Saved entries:
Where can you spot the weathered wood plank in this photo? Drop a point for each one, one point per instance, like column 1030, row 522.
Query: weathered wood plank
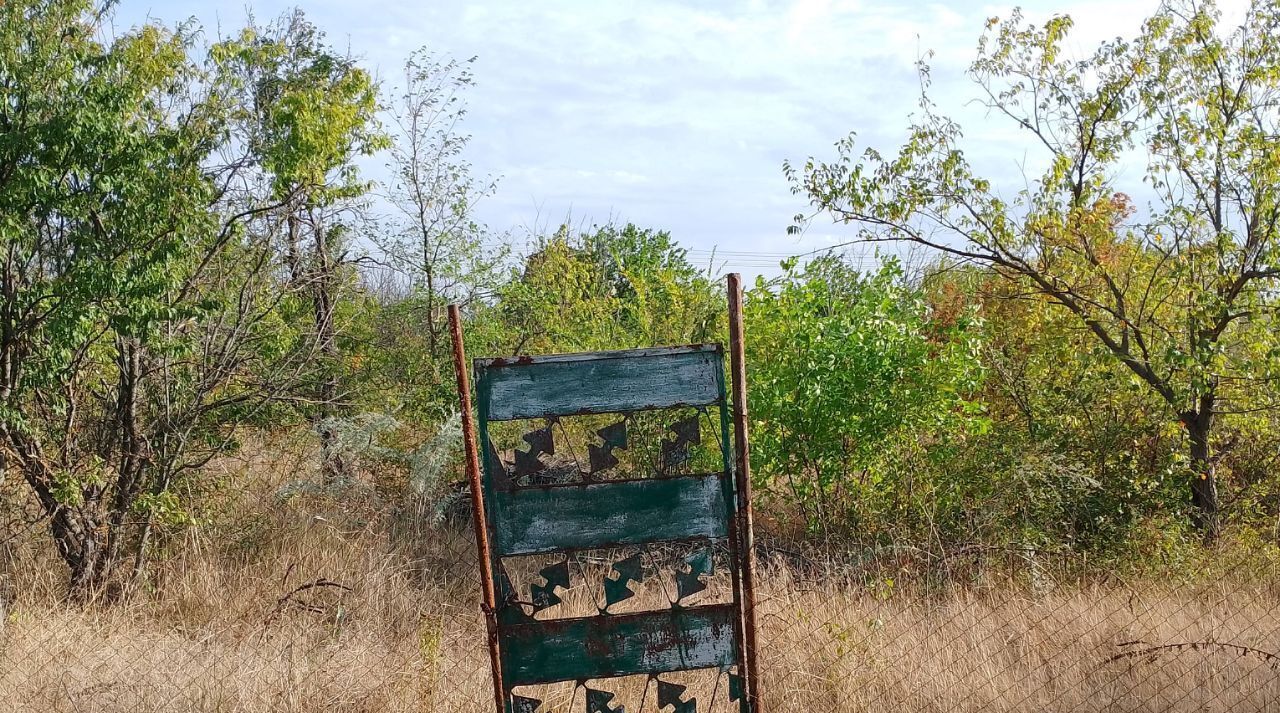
column 535, row 520
column 606, row 645
column 599, row 383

Task
Copy every line of the listing above word for word, omitting the pictures.

Written response
Where can you spot the weathered wood plank in this photo? Drop a point for each one, one point per instance, like column 1030, row 522.
Query: weathered wood plank
column 535, row 520
column 606, row 645
column 599, row 383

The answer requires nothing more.